GIVEN REQUEST:
Reproduce the material below line for line, with no changes.

Rows from a box-labeling dataset:
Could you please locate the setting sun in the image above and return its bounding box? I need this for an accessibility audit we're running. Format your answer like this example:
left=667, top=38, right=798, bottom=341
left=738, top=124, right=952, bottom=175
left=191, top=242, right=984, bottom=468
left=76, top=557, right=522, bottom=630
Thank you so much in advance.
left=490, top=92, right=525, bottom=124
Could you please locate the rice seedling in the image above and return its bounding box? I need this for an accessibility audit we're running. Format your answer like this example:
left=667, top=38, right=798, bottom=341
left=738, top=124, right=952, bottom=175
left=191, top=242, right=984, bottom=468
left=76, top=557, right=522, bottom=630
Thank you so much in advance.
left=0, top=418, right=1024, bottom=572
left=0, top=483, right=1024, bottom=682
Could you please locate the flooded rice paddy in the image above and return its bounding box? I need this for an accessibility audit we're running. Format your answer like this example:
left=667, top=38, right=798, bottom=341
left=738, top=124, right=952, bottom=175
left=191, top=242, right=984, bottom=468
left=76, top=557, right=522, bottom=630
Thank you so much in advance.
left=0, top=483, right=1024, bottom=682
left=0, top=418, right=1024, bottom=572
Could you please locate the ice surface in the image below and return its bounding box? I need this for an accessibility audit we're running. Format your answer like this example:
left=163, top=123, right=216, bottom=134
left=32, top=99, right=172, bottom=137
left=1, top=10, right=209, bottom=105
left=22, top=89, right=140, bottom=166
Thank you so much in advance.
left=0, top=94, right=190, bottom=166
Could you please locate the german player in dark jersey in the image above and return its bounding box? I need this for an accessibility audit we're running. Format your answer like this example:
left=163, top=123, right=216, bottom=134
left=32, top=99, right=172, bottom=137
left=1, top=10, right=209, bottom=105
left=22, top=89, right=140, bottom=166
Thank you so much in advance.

FINAL RESULT:
Could you please locate the setting sun in the image above and return its bounding box? I need this for an accessibility audit we're running. Format your answer like this example:
left=667, top=38, right=798, bottom=341
left=738, top=124, right=952, bottom=175
left=191, top=242, right=984, bottom=468
left=76, top=557, right=522, bottom=630
Thank you so much in advance.
left=490, top=92, right=525, bottom=124
Could you please locate the rice seedling in the image above and return its bounding box? I need this for an accessibility audit we're running. Format your answer like this example:
left=667, top=38, right=798, bottom=341
left=738, top=124, right=952, bottom=175
left=191, top=242, right=984, bottom=468
left=76, top=557, right=522, bottom=630
Thank you so much in advance.
left=0, top=418, right=1024, bottom=572
left=0, top=483, right=1024, bottom=682
Could you please locate the flooded rice paddy in the image above and return its bounding box? I need this for an accessibility audit we're running. Format your answer like this example:
left=667, top=38, right=798, bottom=341
left=738, top=124, right=952, bottom=175
left=191, top=242, right=984, bottom=468
left=76, top=557, right=522, bottom=630
Thank you so much in advance.
left=0, top=483, right=1024, bottom=682
left=0, top=418, right=1024, bottom=572
Could you please locate the ice surface in the image below and return its bounding box? I need this for an accessibility audit we're running. Format your answer like this example:
left=163, top=123, right=216, bottom=134
left=32, top=99, right=172, bottom=137
left=1, top=10, right=209, bottom=105
left=22, top=89, right=140, bottom=166
Thank you so much in advance.
left=0, top=94, right=190, bottom=166
Could you please locate the german player in dark jersey in the image above and return its bounding box? I need this for an accessibility audit we're running. Format your answer like this example:
left=163, top=123, right=216, bottom=134
left=32, top=99, right=172, bottom=137
left=1, top=10, right=209, bottom=105
left=22, top=89, right=140, bottom=166
Thank you so much in advance.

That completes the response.